PROBLEM: Repeat, exactly as written, the line with "One point belongs" and every line that follows it in the material below, ending with the last.

EXERCISE INPUT:
•••••
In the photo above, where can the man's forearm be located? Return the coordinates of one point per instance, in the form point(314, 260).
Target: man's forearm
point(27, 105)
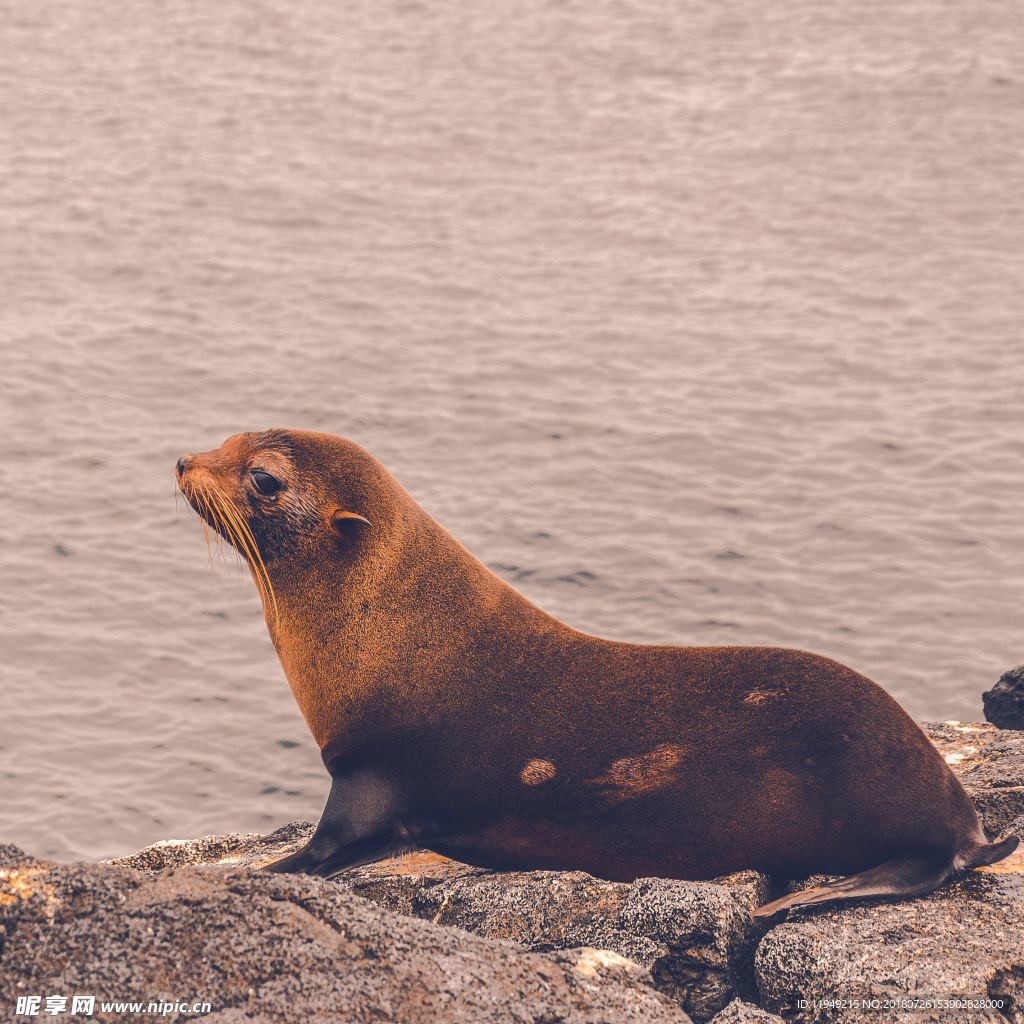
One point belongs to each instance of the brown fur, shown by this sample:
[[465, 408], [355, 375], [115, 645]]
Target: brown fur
•••••
WRITTEN RESPONSE:
One point belongs to each instance of the brown fur, shown by this sample:
[[465, 408], [355, 375], [115, 645]]
Target: brown fur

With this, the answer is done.